Written instruction 1:
Copy out the stretch of the passage on identity from "It is true that" through "they may appear.".

What would be more interesting is to think of the seemingly fixed nature of any of those shifting identities. For example, let’s think of those fairly stable and relatively lasting identities like father, son, friend, neighbour, Buddhist, Christian, Sinhalese, Tamil, Muslim, Hindu, etc. How fixed is each of these identities? Think of an eighty-year-old mother and a fifty-year-old daughter. The two were, are and will be mother and daughter till they live. However, the nature of their mother–daughter relationship changes continuously; this is why the daughter, in terms of her relationship with mother, gradually changes from dependant to caretaker as time passes. Prof. Sharon Fraser says that our identities are socially constructed in a network of relationships with others and that it is “through our identity we come to understand our connection to the world, how that relationship is constructed…”.
It is true that in the above example, the two labels, “mother” and “daughter”, don’t change but the nature of their relationship changes, often in much more complex ways than merely swapping their places from “dependent” to “caretaker” and vice versa. In other words, although we generally feel that an individual’s identity, for example, as father, friend or neighbour is static, it is subject to change depending on changing contexts. To put it a bit bluntly, you wouldn’t be the same ‘father’ or ‘mother’ all your life, either in the eyes of your children or outsiders. Likewise, all socially imposed labels are in continuous flux. Perhaps, frustratingly, so is the case with any identity however affectionate or proud you are of them or however solid they may appear.
Just think of your religious and ethnic identities. Are you, for example, the same Buddhist from your infancy up to now? If you proudly claim, “I was a Buddhist, I am a Buddhist and I will be a Buddhist”, perhaps, you may not possibly be thinking of the term “Buddhist” as shifting, slippery or changeable. You may not think it worthwhile to question the quality of your relationship to Buddhism either in the past or at present, or even in the future. Anyone who says, “I am a Buddhist” may not think of his identity as a Buddhist as being fluid. So is the case with those who claim to be of other faiths. We feel smug in our self-made supposedly unchanging religious identity imposed on us at birth. However, it is not difficult to see that religious and ethnic identities that we consider as irremovable and permanently stamped on our ‘self’ are also context-specific and there couldn’t be one fixed religious, ethnic or any other seemingly indelible identity, which would accompany us all along from the cradle to the grave without changing its character. For example, when a child of five years calls himself a Buddhist, his Buddhist ‘identity’ is constructed on ideas, impressions and experiences that are totally different from those of a seventy-year-old person who introduces himself as a Buddhist. So is the case with anybody of any other faith. Richard Dawkins in his “Outgrowing God” refers to the nonsensicality of the “habit of labeling young children with the religion of their parents…[when they are] too young to talk, let alone to hold any religious opinions”. That’s your all-important ‘identity’ for you- be it religious, ethnic, or any other.
Should our so-called identity be a matter of life and death?

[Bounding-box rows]

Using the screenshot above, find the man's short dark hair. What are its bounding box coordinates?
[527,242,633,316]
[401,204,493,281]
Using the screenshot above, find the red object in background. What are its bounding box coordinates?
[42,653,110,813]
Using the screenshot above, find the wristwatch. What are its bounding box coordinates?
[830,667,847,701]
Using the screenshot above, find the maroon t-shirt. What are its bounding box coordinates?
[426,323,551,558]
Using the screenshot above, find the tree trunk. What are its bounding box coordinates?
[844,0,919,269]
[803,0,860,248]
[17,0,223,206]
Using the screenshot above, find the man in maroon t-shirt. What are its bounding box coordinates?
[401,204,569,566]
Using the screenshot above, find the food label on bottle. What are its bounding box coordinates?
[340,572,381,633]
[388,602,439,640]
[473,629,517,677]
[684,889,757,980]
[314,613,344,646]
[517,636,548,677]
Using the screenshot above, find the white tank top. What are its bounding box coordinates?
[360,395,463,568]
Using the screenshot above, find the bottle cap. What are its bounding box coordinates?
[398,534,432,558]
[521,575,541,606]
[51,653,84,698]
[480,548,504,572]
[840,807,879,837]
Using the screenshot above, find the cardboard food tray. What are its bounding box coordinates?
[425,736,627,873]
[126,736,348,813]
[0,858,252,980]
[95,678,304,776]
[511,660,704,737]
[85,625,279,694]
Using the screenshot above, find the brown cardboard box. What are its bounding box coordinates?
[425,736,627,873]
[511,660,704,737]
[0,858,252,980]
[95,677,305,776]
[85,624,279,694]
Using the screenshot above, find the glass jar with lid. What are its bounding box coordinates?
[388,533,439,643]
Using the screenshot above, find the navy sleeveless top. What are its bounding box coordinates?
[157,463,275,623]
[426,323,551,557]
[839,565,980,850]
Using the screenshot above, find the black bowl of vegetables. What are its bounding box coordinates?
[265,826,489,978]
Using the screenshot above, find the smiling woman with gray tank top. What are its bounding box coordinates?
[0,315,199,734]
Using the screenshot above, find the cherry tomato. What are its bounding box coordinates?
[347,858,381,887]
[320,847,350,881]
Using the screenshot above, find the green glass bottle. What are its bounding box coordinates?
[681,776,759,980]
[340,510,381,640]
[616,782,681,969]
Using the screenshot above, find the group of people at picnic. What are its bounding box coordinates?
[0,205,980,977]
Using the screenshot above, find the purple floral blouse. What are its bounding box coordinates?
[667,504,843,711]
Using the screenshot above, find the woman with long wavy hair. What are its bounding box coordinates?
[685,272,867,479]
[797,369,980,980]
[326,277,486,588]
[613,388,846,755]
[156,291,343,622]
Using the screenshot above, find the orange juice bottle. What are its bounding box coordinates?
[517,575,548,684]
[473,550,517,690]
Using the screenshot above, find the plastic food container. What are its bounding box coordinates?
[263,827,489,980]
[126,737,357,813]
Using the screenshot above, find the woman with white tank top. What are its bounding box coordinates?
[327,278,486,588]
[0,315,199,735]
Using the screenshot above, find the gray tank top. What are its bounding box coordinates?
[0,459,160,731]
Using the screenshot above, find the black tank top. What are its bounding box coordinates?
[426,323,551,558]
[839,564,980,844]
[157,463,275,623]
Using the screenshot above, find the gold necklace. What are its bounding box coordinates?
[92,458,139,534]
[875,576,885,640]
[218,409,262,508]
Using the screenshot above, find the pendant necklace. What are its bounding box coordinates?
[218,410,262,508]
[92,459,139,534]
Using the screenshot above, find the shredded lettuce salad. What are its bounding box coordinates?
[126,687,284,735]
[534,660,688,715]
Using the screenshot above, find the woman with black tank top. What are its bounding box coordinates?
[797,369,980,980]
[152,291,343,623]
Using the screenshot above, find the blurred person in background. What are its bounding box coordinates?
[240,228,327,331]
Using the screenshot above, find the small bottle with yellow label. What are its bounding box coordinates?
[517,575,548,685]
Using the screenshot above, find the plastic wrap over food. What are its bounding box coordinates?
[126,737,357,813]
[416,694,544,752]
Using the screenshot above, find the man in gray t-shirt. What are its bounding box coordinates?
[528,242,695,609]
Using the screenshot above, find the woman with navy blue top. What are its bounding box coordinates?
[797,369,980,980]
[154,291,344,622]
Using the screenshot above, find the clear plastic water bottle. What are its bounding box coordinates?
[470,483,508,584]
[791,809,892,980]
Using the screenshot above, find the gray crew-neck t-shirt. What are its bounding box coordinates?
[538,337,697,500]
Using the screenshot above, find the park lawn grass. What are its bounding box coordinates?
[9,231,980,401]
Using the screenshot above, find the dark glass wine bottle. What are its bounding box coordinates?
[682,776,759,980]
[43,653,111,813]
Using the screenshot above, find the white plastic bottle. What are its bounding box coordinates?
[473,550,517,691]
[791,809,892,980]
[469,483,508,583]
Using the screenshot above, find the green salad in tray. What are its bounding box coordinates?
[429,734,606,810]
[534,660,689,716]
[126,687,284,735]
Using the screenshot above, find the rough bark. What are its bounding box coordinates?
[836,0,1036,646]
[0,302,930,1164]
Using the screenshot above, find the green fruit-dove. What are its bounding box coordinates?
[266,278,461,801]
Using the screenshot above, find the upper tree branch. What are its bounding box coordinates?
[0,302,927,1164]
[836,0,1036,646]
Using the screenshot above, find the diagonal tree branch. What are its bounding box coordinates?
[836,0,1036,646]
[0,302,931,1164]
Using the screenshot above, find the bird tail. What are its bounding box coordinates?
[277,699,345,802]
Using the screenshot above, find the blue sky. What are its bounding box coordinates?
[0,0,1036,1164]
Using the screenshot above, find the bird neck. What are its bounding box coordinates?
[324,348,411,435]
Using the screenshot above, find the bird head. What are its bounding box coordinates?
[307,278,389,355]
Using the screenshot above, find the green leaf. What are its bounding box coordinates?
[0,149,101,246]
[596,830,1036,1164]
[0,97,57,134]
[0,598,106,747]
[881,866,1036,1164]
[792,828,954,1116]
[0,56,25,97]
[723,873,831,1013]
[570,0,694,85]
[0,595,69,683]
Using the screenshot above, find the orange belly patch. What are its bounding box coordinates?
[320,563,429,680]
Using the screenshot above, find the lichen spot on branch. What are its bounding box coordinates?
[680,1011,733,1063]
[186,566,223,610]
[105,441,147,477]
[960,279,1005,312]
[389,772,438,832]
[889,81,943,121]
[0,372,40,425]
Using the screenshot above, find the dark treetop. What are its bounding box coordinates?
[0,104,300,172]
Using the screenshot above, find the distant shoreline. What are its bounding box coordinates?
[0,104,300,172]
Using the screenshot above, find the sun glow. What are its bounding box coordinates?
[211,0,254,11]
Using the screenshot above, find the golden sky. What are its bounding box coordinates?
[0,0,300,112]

Written instruction 2:
Shift every coordinate in the bounding-box rows by adding -73 to it, covering only the stretch from the line containing "Using the screenshot above, find the black bowl" through the line containing "[0,205,980,977]". Write out every line of that stretch again, including the lines without coordinates, and nothing else.

Written response 1:
It is true that in the above example, the two labels, “mother” and “daughter”, don’t change but the nature of their relationship changes, often in much more complex ways than merely swapping their places from “dependent” to “caretaker” and vice versa. In other words, although we generally feel that an individual’s identity, for example, as father, friend or neighbour is static, it is subject to change depending on changing contexts. To put it a bit bluntly, you wouldn’t be the same ‘father’ or ‘mother’ all your life, either in the eyes of your children or outsiders. Likewise, all socially imposed labels are in continuous flux. Perhaps, frustratingly, so is the case with any identity however affectionate or proud you are of them or however solid they may appear.

Written response 2:
Using the screenshot above, find the black bowl of vegetables. What are its bounding box coordinates?
[192,753,416,905]
Using the screenshot above, find the smiling woman with gray tank top. What are its bounding box coordinates?
[-73,242,126,661]
Using the screenshot above, find the cherry tomato. What are its bounding box coordinates?
[274,785,308,814]
[247,774,277,808]
Using the screenshot above, find the green glass bottle. What are its bounding box coordinates?
[608,703,686,907]
[267,437,308,567]
[543,709,608,896]
Using the screenshot above, find the group of people at picnic. What are its bounding box coordinates?
[-73,132,907,904]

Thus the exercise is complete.